▸ WHAT THE TASK ASKS: Please copy every row below word for word, and leave the pictures out of your copy.

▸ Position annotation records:
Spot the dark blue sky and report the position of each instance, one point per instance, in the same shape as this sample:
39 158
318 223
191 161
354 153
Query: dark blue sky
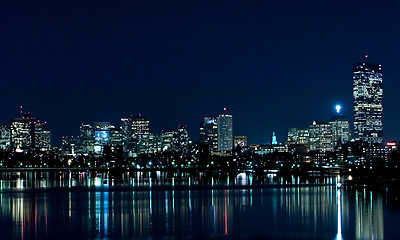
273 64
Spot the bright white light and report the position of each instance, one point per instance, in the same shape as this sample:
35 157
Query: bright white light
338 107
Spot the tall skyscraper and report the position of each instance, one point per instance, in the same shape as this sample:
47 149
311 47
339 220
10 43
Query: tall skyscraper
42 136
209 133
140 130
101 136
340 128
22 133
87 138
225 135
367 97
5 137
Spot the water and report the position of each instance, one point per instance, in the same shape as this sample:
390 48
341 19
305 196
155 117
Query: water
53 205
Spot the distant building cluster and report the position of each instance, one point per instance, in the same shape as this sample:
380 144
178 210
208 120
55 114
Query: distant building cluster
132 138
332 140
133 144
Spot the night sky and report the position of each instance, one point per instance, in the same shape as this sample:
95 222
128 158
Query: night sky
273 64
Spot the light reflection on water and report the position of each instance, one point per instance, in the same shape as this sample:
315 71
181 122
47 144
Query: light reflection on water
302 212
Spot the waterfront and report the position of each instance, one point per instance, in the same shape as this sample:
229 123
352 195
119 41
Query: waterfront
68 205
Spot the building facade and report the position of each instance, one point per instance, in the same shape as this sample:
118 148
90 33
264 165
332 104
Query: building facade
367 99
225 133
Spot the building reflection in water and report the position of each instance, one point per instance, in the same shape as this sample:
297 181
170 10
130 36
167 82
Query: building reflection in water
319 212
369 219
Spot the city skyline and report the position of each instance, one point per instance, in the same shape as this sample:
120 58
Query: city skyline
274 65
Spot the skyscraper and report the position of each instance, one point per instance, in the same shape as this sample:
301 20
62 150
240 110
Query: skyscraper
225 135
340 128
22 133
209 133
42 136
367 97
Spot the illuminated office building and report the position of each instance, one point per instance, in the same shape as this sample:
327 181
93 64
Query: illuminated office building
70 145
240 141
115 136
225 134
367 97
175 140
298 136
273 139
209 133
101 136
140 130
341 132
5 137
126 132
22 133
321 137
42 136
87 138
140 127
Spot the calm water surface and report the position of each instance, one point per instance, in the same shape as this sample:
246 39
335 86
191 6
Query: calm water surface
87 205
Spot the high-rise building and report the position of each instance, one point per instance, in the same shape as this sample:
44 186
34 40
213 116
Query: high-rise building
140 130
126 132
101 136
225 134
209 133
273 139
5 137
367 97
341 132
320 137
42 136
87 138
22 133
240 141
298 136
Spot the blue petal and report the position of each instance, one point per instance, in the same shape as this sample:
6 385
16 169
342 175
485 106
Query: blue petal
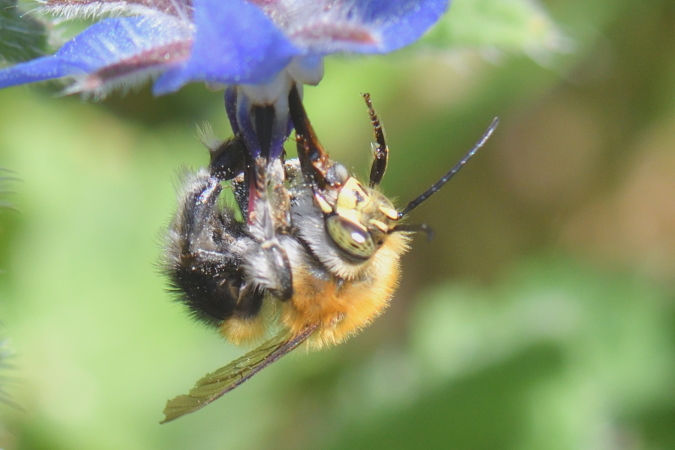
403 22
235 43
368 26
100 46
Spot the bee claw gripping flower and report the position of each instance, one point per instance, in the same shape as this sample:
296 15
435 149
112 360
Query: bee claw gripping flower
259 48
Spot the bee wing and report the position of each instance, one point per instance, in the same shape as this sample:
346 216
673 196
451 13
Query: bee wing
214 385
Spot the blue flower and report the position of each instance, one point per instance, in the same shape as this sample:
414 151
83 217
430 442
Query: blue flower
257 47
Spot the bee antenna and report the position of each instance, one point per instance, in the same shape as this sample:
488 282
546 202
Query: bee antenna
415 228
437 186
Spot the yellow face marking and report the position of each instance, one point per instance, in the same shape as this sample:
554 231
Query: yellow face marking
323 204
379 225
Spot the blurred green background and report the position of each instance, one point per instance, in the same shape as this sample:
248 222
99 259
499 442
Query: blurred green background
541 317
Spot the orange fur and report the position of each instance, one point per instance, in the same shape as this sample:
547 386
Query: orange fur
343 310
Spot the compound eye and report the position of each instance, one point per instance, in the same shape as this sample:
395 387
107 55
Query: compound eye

▸ TASK ANSWER:
Spot the dark blue sky and report the position of each instance, one point per instance, in the same shape as this sample:
39 158
318 223
191 161
354 153
Query: dark blue sky
273 64
Spot the bright white light and report the position of each instance, one point per instance, in the same shape as this sample:
35 157
Query: bright white light
338 107
Spot the tall skyscraper and report the position of each instance, one point per instance, in the same shape as this sample:
47 149
311 47
339 220
10 43
Query: tall skyscraper
42 136
209 133
140 130
101 136
340 128
22 133
87 138
225 135
367 97
5 137
Spot the water and report the position of each instance, one point per instance, in the same shape as this sample:
390 48
341 19
305 196
155 117
Query: water
53 205
Spot the distant building cluster and report the position of each instance, one point per instance, in the same shape as this sample:
380 144
178 210
208 120
55 114
Query: distant building cluster
132 138
332 140
133 144
Spot the night sky and report the position of each instance, one point per instance, in the same shape as this sample:
95 222
128 158
Query: night sky
273 64
Spot the light reflection on water and report the position of each instance, one point per instance, in the same shape as this sample:
315 71
181 122
47 144
Query: light reflection on water
302 212
Spot the waterfront and report the position of each instance, one point per instance, in the same shape as this sample:
229 123
352 195
119 41
Query: waterfront
68 205
Spot the building facade and report the position of each instance, one point per instance, in the same shape as this sample:
118 148
90 33
264 165
332 104
Query: building facade
367 99
225 133
Spot the building reflection in water and report the position of each instance, one point per instance, in the same shape as this sample:
297 181
170 10
130 36
167 82
Query: building reflection in water
319 212
369 219
Spot the city skyline and report the position of each instance, one point per instance, in the same shape as this sample:
120 58
Query: city skyline
274 65
Spot the skyscraper and report the position of each instance, one point per instance, in the same shape as this sample:
301 20
62 150
240 110
Query: skyscraper
225 135
340 128
22 133
209 133
42 136
367 97
Spot the illuminated office building and report the position of each instance, one point per instance, in the same shape as this sample:
327 181
93 64
Query: illuminated office building
70 145
240 141
115 136
225 134
367 97
175 140
298 136
273 139
209 133
101 136
140 130
341 132
5 137
126 132
22 133
321 137
42 136
87 138
140 127
Spot the calm water surface and report the position of each instance, one point per instance, in the same shape as this sample:
246 39
335 86
191 6
Query: calm water surface
87 205
Spot the high-rise building and report the position of each instance, one point per instance, in the same shape as this sample:
44 186
34 40
213 116
Query: high-rise building
140 130
126 132
101 136
225 134
209 133
273 139
5 137
367 97
341 132
320 137
42 136
87 138
22 133
240 141
298 136
Spot the blue petal and report the position of each instance, one point per instance, in the same shape as this sample:
6 385
16 169
342 175
485 106
Query: blue petal
403 22
235 43
368 26
100 46
Spot the bee claw gripping flower and report the position of each instance, one point per instance, in the same shape as this sample:
296 15
435 149
112 360
Query: bee claw gripping flower
259 48
Spot the bee wing and report the position of each instance, one point per instance, in the same shape as this sample:
346 216
673 196
451 13
Query: bee wing
214 385
Spot the blue flower and report the position of each instance, one point per instance, in the same shape as this sample:
414 151
83 217
430 442
Query: blue flower
257 47
Spot the bee antenna and report the position of each instance, one point per instance, in the same shape as this sample:
488 282
546 202
Query: bee antenna
415 228
437 186
Spot the yellow face marking and report the position of each instance, one point per instance, in the same shape as this sample:
554 231
Query: yellow face marking
323 204
379 225
Spot the blurred green background and report the position of each instance, one point per instance, in the same shape as this sample:
248 222
99 259
499 442
Query: blurred green background
541 317
Spot the orange fur and report the position of each instance, one point per instance, in the same shape as this sample:
547 386
Query: orange fur
343 310
Spot the compound eye and report the position of each instance, one point per instance, in the same shape as this sample:
395 387
107 55
Query: compound eye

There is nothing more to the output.